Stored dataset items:
.....

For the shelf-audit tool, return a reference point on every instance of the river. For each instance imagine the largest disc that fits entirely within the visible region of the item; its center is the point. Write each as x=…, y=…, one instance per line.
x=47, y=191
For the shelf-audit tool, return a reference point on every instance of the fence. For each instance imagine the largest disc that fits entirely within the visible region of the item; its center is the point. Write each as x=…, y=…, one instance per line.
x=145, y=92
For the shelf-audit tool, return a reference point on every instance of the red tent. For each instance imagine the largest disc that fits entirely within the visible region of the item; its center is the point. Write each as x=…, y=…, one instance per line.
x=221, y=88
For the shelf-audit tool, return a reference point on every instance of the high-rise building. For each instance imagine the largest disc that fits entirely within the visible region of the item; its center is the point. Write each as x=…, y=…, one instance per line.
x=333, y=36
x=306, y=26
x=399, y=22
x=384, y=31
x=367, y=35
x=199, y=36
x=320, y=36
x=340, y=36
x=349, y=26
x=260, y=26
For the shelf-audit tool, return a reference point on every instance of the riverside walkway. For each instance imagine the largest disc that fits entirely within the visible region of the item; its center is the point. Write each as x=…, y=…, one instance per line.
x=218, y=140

.....

__EXERCISE DIRECTIONS__. Reproduce only those lines of the entries above that run from the line with "of the riverside" to the final line.

__COMPLETED EXERCISE__.
For the shelf-audit tool, return a reference point on every instance of the riverside walkway. For each instance imagine the largest disc that fits entirely within the visible region of the item; its center is the point. Write each as x=…, y=…, one instance per line.
x=218, y=140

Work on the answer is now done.